== Requirement ==
Could you render each line of the entries below as a string in a single JSON list, leaving out blank lines?

== Data records ==
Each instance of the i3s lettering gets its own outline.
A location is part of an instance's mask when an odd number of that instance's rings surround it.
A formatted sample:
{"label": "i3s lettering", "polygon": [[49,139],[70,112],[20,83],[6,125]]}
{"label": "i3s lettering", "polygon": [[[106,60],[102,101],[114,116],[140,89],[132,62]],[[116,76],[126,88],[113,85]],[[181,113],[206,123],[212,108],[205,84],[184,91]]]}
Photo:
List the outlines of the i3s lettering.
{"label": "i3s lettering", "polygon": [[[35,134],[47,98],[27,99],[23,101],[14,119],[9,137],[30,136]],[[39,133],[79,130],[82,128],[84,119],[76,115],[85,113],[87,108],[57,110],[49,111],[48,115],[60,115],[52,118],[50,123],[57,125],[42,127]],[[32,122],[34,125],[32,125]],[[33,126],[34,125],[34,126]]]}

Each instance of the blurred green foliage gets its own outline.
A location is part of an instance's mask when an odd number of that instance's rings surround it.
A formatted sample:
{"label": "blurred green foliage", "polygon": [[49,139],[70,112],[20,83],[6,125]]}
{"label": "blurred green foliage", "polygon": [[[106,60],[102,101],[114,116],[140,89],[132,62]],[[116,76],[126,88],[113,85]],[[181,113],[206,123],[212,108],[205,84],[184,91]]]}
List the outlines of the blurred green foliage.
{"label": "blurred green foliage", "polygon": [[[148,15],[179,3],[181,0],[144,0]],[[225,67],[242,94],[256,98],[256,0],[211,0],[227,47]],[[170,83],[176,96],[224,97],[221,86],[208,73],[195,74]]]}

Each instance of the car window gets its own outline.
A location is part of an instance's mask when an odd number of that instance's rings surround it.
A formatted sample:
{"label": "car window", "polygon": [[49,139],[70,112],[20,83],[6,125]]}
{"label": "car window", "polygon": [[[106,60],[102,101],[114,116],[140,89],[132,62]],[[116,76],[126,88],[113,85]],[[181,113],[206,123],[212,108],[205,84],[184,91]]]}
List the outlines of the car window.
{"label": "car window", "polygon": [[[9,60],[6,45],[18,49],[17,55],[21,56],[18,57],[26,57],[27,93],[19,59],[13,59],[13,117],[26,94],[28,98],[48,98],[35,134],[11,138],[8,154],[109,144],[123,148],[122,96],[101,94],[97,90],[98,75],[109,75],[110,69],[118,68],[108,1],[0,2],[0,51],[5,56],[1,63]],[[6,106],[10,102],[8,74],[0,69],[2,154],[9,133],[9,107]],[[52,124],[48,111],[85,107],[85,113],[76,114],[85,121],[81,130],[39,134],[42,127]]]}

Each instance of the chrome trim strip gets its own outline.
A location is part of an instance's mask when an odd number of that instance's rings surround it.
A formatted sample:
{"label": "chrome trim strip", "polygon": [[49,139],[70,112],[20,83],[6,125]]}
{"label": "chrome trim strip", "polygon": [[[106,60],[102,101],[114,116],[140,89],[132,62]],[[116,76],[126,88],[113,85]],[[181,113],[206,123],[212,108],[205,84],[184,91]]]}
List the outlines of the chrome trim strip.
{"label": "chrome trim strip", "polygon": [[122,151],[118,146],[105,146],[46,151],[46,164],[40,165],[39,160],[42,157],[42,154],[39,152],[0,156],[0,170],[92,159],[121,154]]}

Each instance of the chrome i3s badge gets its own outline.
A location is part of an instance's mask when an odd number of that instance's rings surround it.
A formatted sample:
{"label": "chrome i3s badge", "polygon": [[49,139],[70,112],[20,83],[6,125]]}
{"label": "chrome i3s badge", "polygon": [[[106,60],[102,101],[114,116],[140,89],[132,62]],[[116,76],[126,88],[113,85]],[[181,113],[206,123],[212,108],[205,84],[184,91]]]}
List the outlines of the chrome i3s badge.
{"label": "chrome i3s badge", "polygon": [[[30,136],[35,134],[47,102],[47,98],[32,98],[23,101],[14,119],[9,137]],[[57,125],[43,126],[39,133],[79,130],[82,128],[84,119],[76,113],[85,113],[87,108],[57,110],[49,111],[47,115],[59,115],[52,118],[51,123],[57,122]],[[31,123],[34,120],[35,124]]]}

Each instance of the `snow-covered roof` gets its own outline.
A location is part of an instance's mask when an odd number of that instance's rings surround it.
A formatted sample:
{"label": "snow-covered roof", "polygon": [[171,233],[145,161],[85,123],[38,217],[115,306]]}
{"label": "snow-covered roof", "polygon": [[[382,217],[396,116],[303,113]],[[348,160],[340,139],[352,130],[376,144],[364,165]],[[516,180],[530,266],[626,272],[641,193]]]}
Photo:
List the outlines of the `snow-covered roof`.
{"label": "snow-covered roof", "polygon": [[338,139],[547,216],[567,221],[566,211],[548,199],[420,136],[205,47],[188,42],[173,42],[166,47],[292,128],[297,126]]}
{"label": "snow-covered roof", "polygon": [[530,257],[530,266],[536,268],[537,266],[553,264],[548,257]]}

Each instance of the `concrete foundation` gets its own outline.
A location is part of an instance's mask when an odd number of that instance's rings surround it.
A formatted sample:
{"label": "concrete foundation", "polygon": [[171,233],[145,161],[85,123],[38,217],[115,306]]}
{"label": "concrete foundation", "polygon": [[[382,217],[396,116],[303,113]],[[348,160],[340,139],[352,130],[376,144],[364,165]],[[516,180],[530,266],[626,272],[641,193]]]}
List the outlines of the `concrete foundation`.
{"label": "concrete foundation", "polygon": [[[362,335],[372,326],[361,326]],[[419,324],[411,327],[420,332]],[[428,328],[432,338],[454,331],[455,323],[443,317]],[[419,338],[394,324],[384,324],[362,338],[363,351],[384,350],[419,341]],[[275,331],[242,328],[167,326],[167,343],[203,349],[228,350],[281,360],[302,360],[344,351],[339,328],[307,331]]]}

== Output of the exercise ==
[
  "Each instance of the i3s lettering gets its own outline.",
  "A location is part of an instance's mask when an odd number of that instance's rings surround it.",
  "A formatted sample:",
  "{\"label\": \"i3s lettering\", \"polygon\": [[49,139],[70,112],[20,83],[6,125]]}",
  "{\"label\": \"i3s lettering\", \"polygon\": [[[106,60],[102,101],[114,116],[140,89],[132,62]],[[116,76],[126,88],[113,85]],[[181,113],[206,123],[212,108],[205,84],[184,91]]]}",
  "Photo:",
  "List the outlines of the i3s lettering.",
  "{\"label\": \"i3s lettering\", \"polygon\": [[[35,134],[47,98],[27,99],[23,101],[14,119],[9,137],[30,136]],[[39,133],[79,130],[82,128],[84,119],[76,115],[85,113],[87,108],[57,110],[49,111],[48,115],[60,115],[52,118],[50,123],[57,125],[42,127]],[[32,122],[34,125],[32,125]],[[33,126],[34,125],[34,126]]]}",
  "Each instance of the blurred green foliage gets its own outline.",
  "A location is part of an instance's mask when an odd number of that instance's rings surround it.",
  "A formatted sample:",
  "{\"label\": \"blurred green foliage\", \"polygon\": [[49,139],[70,112],[20,83],[6,125]]}",
  "{\"label\": \"blurred green foliage\", \"polygon\": [[[106,60],[102,101],[114,116],[140,89],[132,62]],[[116,76],[126,88],[113,85]],[[181,113],[206,123],[212,108],[205,84],[184,91]]]}",
  "List the outlines of the blurred green foliage.",
  "{\"label\": \"blurred green foliage\", \"polygon\": [[[148,15],[179,3],[181,0],[144,0]],[[225,67],[242,94],[256,98],[256,0],[211,0],[227,47]],[[170,83],[176,96],[224,97],[221,86],[208,73],[195,74]]]}",
  "Each instance of the car window gets its own outline.",
  "A location is part of an instance's mask when an odd number of that instance's rings surround it.",
  "A formatted sample:",
  "{\"label\": \"car window\", \"polygon\": [[49,139],[70,112],[20,83],[6,125]]}",
  "{\"label\": \"car window\", \"polygon\": [[[106,60],[102,101],[114,116],[140,89],[132,62]],[[116,76],[126,88],[113,85]],[[181,113],[206,123],[212,108],[205,84],[184,91]]]}",
  "List the outlines of the car window.",
  "{\"label\": \"car window\", \"polygon\": [[[9,60],[6,45],[18,49],[17,55],[21,56],[18,57],[26,57],[27,93],[19,59],[13,59],[13,117],[26,94],[28,98],[48,98],[35,134],[11,138],[8,154],[109,144],[123,148],[122,96],[101,94],[97,90],[98,75],[109,75],[110,69],[118,68],[108,1],[0,2],[0,51],[5,56],[1,63]],[[6,106],[10,102],[8,74],[0,69],[2,154],[9,133],[9,107]],[[52,124],[48,111],[85,107],[85,113],[76,114],[85,121],[81,130],[39,134],[42,127]]]}",
  "Each instance of the chrome trim strip gets its own outline.",
  "A location is part of an instance's mask when an odd number of that instance's rings surround it.",
  "A formatted sample:",
  "{\"label\": \"chrome trim strip\", \"polygon\": [[49,139],[70,112],[20,83],[6,125]]}",
  "{\"label\": \"chrome trim strip\", \"polygon\": [[[106,60],[102,101],[114,116],[140,89],[132,62]],[[116,76],[126,88],[113,85]],[[181,113],[206,123],[212,108],[205,84],[184,91]]]}",
  "List the outlines of the chrome trim strip.",
  "{\"label\": \"chrome trim strip\", \"polygon\": [[122,151],[118,146],[105,146],[46,151],[46,164],[40,165],[39,160],[42,157],[42,154],[39,152],[0,156],[0,170],[92,159],[121,154]]}",
  "Each instance of the chrome i3s badge gets its own outline.",
  "A location is part of an instance's mask when an odd number of that instance's rings surround it.",
  "A formatted sample:",
  "{\"label\": \"chrome i3s badge\", \"polygon\": [[49,139],[70,112],[20,83],[6,125]]}",
  "{\"label\": \"chrome i3s badge\", \"polygon\": [[[106,60],[102,101],[114,116],[140,89],[132,62]],[[116,76],[126,88],[113,85]],[[181,113],[206,123],[212,108],[205,84],[184,91]]]}",
  "List the outlines of the chrome i3s badge.",
  "{\"label\": \"chrome i3s badge\", \"polygon\": [[[30,136],[35,134],[47,102],[47,98],[32,98],[23,101],[14,119],[9,137]],[[57,125],[43,126],[39,133],[79,130],[82,128],[84,119],[76,113],[85,113],[87,108],[57,110],[49,111],[47,115],[59,115],[52,118],[51,123],[57,122]],[[31,123],[34,120],[35,124]]]}",
  "Each instance of the `snow-covered roof` gets its own outline.",
  "A location is part of an instance's mask when an odd number of that instance's rings surround it.",
  "A formatted sample:",
  "{\"label\": \"snow-covered roof\", \"polygon\": [[171,233],[145,161],[85,123],[38,217],[115,306]]}",
  "{\"label\": \"snow-covered roof\", \"polygon\": [[[382,217],[396,116],[303,113]],[[348,160],[340,139],[352,130],[376,144],[364,165]],[[516,180],[530,266],[626,272],[641,193]]]}",
  "Photo:",
  "List the outlines of the `snow-covered roof`.",
  "{\"label\": \"snow-covered roof\", \"polygon\": [[338,139],[547,216],[567,221],[566,211],[548,199],[420,136],[205,47],[188,42],[173,42],[166,47],[292,128],[297,126]]}",
  "{\"label\": \"snow-covered roof\", \"polygon\": [[530,257],[530,266],[536,268],[537,266],[553,264],[548,257]]}",
  "Each instance of the `concrete foundation` gets its own outline.",
  "A location is part of an instance's mask when an odd number of that instance's rings surround it.",
  "A formatted sample:",
  "{\"label\": \"concrete foundation\", \"polygon\": [[171,233],[145,161],[85,123],[38,217],[115,306]]}",
  "{\"label\": \"concrete foundation\", \"polygon\": [[[382,217],[396,116],[303,113]],[[348,160],[340,139],[352,130],[376,144],[364,165]],[[516,180],[530,266],[626,272],[641,193]]]}",
  "List the outlines of the `concrete foundation`.",
  "{\"label\": \"concrete foundation\", \"polygon\": [[[362,335],[372,326],[361,326]],[[419,324],[411,327],[420,332]],[[428,328],[432,338],[454,331],[455,323],[443,317]],[[419,338],[394,324],[384,324],[362,338],[363,351],[384,350],[419,341]],[[275,331],[242,328],[167,326],[167,343],[203,349],[228,350],[281,360],[302,360],[344,351],[339,328],[307,331]]]}"
]